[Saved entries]
_ _ _ _

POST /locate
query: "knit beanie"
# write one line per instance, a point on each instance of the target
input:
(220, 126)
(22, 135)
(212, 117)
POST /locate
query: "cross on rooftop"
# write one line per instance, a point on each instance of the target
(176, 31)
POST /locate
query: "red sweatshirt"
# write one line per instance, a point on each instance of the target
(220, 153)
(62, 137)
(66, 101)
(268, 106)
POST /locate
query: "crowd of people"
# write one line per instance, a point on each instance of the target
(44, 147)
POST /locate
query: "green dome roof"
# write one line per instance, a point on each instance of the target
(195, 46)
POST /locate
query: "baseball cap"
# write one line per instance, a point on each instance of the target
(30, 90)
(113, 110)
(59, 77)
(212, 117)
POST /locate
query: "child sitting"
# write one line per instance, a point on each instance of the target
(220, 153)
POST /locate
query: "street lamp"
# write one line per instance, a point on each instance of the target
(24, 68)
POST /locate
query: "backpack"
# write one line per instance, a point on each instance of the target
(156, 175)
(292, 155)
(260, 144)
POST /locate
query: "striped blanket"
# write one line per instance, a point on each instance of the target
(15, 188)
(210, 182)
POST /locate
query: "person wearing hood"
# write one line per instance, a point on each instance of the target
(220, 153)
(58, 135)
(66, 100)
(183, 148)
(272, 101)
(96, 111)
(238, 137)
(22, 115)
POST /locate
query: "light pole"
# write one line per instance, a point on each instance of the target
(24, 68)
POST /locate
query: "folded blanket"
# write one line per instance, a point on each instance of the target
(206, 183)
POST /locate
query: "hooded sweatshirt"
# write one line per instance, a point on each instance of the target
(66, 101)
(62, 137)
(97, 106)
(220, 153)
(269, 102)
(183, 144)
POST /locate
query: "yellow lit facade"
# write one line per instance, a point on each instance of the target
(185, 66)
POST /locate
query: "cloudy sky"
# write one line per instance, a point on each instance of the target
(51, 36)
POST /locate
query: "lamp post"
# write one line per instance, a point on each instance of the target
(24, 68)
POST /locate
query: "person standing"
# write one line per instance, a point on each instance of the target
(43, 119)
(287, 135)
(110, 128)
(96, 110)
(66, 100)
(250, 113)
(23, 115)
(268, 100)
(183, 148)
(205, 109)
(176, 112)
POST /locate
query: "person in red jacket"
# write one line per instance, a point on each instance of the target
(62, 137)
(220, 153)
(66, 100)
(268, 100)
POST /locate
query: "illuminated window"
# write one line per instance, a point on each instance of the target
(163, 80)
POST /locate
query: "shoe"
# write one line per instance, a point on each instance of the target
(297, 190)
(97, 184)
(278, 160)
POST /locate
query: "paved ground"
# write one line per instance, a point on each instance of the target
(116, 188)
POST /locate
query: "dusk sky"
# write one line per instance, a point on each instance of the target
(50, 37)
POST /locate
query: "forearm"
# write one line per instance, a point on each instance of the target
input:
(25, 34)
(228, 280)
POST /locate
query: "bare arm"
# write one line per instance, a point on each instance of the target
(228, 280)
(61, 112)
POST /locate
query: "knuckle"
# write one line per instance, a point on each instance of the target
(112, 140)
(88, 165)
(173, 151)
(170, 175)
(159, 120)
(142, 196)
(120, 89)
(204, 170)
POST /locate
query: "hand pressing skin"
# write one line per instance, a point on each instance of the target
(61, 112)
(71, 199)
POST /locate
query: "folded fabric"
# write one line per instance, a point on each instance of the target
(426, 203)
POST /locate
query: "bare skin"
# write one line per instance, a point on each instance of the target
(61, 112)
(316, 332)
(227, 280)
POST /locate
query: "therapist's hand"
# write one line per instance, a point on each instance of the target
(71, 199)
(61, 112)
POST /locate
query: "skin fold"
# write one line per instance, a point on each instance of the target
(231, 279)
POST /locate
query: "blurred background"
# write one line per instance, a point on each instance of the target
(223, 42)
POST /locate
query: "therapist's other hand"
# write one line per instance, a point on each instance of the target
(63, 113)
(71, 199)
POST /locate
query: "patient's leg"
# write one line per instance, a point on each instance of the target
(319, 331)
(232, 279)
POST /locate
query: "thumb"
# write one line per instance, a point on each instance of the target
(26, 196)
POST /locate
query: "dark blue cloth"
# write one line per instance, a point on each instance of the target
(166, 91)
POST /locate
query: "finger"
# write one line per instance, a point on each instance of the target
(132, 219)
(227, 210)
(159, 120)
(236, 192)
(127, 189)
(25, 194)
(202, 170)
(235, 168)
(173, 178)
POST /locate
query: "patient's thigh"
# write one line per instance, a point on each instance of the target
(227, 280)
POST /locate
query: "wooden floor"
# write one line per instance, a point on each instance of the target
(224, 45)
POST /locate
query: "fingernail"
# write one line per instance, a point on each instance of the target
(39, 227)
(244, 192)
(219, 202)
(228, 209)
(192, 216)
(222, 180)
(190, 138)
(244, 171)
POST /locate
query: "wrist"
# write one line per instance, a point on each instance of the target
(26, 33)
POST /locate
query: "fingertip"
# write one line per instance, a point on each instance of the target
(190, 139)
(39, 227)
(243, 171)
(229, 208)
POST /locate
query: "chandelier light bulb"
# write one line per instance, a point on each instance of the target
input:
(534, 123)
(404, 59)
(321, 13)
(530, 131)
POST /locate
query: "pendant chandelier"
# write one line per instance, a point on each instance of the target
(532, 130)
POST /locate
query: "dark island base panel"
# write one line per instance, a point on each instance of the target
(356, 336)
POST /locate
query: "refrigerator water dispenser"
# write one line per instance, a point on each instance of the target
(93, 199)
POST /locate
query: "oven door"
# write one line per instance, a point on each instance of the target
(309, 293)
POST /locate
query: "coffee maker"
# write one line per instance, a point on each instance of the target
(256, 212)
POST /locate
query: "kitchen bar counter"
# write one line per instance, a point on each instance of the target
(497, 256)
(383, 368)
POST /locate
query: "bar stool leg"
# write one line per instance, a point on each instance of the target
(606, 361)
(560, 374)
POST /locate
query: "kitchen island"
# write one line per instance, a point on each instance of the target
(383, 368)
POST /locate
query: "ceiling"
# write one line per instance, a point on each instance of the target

_ _ _ _

Output all entries again exactly; no line may be altered.

POST /locate
query: "knit beanie"
# write one line per instance, a point on each instance of the target
input:
(220, 126)
(22, 135)
(212, 117)
POST /locate
query: "cross on rooftop"
# write one line per instance, a point on each instance of the target
(176, 31)
POST /locate
query: "red sweatshirt"
# write one line per instance, a point on each instance of the target
(220, 153)
(62, 137)
(66, 101)
(268, 106)
POST /locate
query: "crowd of people"
# write one line per instance, a point on each instance of the target
(44, 147)
POST /locate
query: "green dome roof"
# write one line per instance, a point on each instance of the target
(195, 46)
POST /locate
query: "baseball cap"
# write one line per instance, a point on each instance of the target
(30, 90)
(113, 110)
(59, 77)
(212, 117)
POST /locate
query: "child sitting"
# write one line per instance, a point on each instance of the target
(220, 153)
POST /locate
query: "street lamp"
# write one line per instance, a point on each instance of the target
(24, 68)
POST /locate
query: "backpack"
# write one line per instance, a point on each instance of the target
(156, 175)
(292, 155)
(260, 144)
POST /locate
query: "striped blanket"
# write one line per instance, a point on each instance of the target
(15, 188)
(210, 182)
POST /locate
query: "person wearing hood"
# write one line per instance, a point on each instance of the target
(220, 153)
(58, 135)
(66, 100)
(183, 148)
(272, 101)
(96, 111)
(238, 137)
(22, 115)
POST /locate
query: "light pole"
# write one line per instance, a point on each instance of the target
(24, 68)
POST /locate
query: "folded blanket"
# write one line per instance, a point on each instance of the target
(206, 183)
POST /locate
query: "hooded sweatshirt"
# write one line per instance, a point on each instance of the target
(66, 101)
(62, 137)
(97, 106)
(220, 153)
(269, 102)
(183, 144)
POST /locate
query: "yellow lit facade"
# write one line per instance, a point on each instance of the target
(185, 66)
POST /locate
query: "cloudy sky"
# write one line per instance, a point on each instance of the target
(51, 36)
POST /locate
query: "lamp post"
# write one line per instance, a point on each instance of the target
(24, 68)
POST /locate
query: "person standing"
# write one line per instance, a point on each instance of the target
(43, 119)
(287, 135)
(110, 128)
(96, 110)
(66, 100)
(250, 113)
(23, 115)
(268, 100)
(183, 148)
(205, 109)
(176, 112)
POST /locate
query: "person in red jacket"
# write one line per instance, a point on each instance of the target
(62, 137)
(220, 153)
(66, 100)
(268, 100)
POST /locate
query: "illuminated window"
# write one line per instance, a point on each instance of the target
(163, 80)
POST /locate
query: "shoe"
# write one line per instance, a point on each instance of the target
(297, 190)
(97, 184)
(278, 160)
POST /locate
query: "paved ground"
# write one line per instance, a point on each instance of the target
(116, 188)
POST /locate
query: "dusk sky"
# write one line per instance, a point on each instance of the target
(50, 37)
POST /locate
query: "forearm"
# write one line per instance, a point on each instance of the target
input:
(25, 34)
(228, 280)
POST /locate
query: "bare arm"
# write one line per instance, a point on each instance of the target
(228, 280)
(61, 112)
POST /locate
query: "knuckle"
# write one line per instance, a point on each instance of the target
(112, 140)
(88, 165)
(173, 151)
(170, 175)
(159, 120)
(142, 196)
(120, 89)
(204, 170)
POST /locate
query: "hand pressing skin"
# write one line per instance, a point on each instance of the target
(61, 112)
(71, 199)
POST /locate
query: "folded fabric"
# write one line per instance, a point on each instance of the target
(426, 203)
POST /locate
query: "bare skin"
# write one line per instance, a point on each instance of the target
(61, 112)
(316, 332)
(227, 280)
POST /locate
query: "therapist's hand"
# write one line per instance, a point on each instance of the target
(71, 199)
(61, 112)
POST /locate
query: "skin fold"
# write one line per instance, a point on each instance of the target
(231, 279)
POST /locate
query: "blurred background"
# write one line per instance, a point on each instance of the target
(223, 42)
POST /locate
query: "therapist's other hand"
# write one line per instance, a point on each instance of the target
(63, 113)
(71, 199)
POST /locate
query: "patient's leg"
# write one line per instance, a point on each instance of the target
(319, 331)
(232, 279)
POST /locate
query: "thumb"
# write one line per instance, a point on each instance of the target
(26, 196)
POST /locate
query: "dark blue cloth"
# write one line per instance, a point on each instance of the target
(166, 91)
POST /locate
query: "finger"
# write one line per instance, a point on each instance of the target
(132, 219)
(227, 210)
(159, 120)
(236, 192)
(127, 189)
(25, 194)
(202, 170)
(235, 168)
(173, 178)
POST /locate
query: "patient's thigh"
# write one line per instance, a point on each instance of the target
(227, 280)
POST /locate
query: "wooden floor"
# write one line per instance, a point on each instance of the target
(224, 45)
POST /locate
query: "fingernail"
# write one line per instance, a point on each instance of the target
(39, 227)
(244, 192)
(219, 202)
(228, 209)
(192, 216)
(222, 180)
(190, 138)
(244, 171)
POST /locate
query: "wrist"
# write one line per instance, a point on each instance of the target
(26, 33)
POST /locate
query: "fingertip"
# write one line per instance, a point on each instance of the target
(190, 139)
(39, 227)
(243, 171)
(229, 208)
POST /locate
query: "chandelier light bulb"
# write one line per instance, a point on each instance of the target
input:
(534, 123)
(404, 59)
(321, 13)
(530, 131)
POST /locate
query: "pendant chandelier"
# write one line per instance, a point on each instance of the target
(532, 130)
POST /locate
query: "dark island base panel"
# write one line per instance, a point on each instance of the target
(356, 336)
POST /locate
query: "refrigerator water dispenser"
# write one line per instance, a point on each instance of the target
(93, 199)
POST /locate
query: "oven door"
# write one line per instance, a point on each instance of the target
(309, 293)
POST /locate
query: "coffee maker"
# write one line per instance, a point on each instance of the target
(256, 212)
POST /locate
query: "kitchen bar counter"
# write one line per instance, a point on each instance of the target
(497, 256)
(383, 368)
POST /locate
query: "bar stool leg"
# write one line per instance, a point on each instance of the target
(606, 361)
(560, 374)
POST /locate
query: "kitchen island"
# write one line per instance, a point on each instance of the target
(383, 368)
POST /locate
query: "ceiling"
# write one line per instance, a point on each instance of the target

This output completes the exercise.